Detalles del ejercicio:
Indica, según el fragmento del texto, a cuántos ciclos por segundo se lleva exactamente al paciente para que pueda revivir cualquier experiencia desde el momento de la concepción.

Fragmento del texto:
--
Ante todo, es necesario explicar que los pacientes tratados con esta técnica son sometidos a un estado de relajación profunda en el que el paciente no pierde la consciencia, como sí ocurre cuando son llevados a un estado de hipnosis profunda. Es simplemente una relajación en la que se lleva al cerebro de los pacientes a funcionar en ritmos theta, ritmos más lentos y profundos aún que los ritmos alfa, ya de por sí propios de una relajación suave. Pues bien, resulta que en ese estado de ritmos theta, y en especial cuando se le lleva al paciente exactamente a los cuatro ciclos por segundo, éste puede no sólo revivir –incluso con los sentimientos originales– cualquier experiencia desde el momento mismo de la concepción, sea traumática o gratificante, sino hasta vivenciar qué le ocurre a su madre cuando, estando él en el interior del útero, se siente dañado por algo que ocurre fuera, que le ocurre a su madre, porque él, inmerso en su mundo subjetivo, lo siente como si le ocurriera a sí mismo.
--
Material de partida:

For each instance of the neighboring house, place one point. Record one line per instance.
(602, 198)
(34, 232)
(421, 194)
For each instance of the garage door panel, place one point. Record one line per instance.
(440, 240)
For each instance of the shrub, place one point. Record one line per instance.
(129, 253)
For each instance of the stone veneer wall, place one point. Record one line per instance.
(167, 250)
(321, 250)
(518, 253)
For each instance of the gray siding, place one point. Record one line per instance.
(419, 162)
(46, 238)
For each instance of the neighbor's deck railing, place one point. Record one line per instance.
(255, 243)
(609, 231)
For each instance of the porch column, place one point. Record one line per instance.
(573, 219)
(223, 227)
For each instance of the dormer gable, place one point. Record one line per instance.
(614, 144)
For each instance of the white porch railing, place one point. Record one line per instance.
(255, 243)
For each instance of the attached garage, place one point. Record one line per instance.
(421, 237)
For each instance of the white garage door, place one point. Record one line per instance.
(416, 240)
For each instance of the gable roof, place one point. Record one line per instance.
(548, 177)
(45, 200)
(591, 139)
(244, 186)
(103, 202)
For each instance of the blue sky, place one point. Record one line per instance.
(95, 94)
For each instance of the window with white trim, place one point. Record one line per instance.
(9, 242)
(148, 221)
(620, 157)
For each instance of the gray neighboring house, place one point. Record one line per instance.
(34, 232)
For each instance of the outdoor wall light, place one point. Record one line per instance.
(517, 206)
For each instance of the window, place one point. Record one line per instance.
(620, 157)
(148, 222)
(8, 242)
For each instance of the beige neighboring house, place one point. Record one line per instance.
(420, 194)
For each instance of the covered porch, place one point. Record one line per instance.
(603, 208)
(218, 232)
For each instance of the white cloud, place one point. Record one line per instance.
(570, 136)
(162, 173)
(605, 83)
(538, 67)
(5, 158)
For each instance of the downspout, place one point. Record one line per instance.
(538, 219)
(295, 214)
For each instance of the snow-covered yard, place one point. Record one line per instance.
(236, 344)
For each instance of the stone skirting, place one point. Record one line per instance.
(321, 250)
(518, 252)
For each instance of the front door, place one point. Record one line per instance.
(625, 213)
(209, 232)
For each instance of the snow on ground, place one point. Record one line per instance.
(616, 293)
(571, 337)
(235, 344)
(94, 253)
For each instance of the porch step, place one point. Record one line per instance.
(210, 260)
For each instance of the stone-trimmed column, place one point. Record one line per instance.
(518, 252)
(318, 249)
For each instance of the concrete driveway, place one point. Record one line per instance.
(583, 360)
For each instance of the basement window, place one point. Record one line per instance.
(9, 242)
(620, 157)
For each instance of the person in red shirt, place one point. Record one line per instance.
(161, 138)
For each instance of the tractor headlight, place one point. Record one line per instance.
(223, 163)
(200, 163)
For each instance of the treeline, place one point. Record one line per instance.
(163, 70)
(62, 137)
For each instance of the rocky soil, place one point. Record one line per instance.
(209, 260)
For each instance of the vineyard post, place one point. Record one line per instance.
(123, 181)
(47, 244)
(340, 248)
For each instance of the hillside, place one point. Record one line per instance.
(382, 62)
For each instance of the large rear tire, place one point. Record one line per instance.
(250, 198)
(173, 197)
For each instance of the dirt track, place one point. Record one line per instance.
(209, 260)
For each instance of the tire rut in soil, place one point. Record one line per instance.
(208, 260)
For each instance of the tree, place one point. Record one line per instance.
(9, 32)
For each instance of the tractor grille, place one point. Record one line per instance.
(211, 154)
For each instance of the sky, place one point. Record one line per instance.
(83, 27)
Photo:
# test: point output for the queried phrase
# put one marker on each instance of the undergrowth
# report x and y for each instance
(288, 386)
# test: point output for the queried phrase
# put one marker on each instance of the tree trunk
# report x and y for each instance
--
Respuesta obtenida:
A cuatro ciclos por segundo.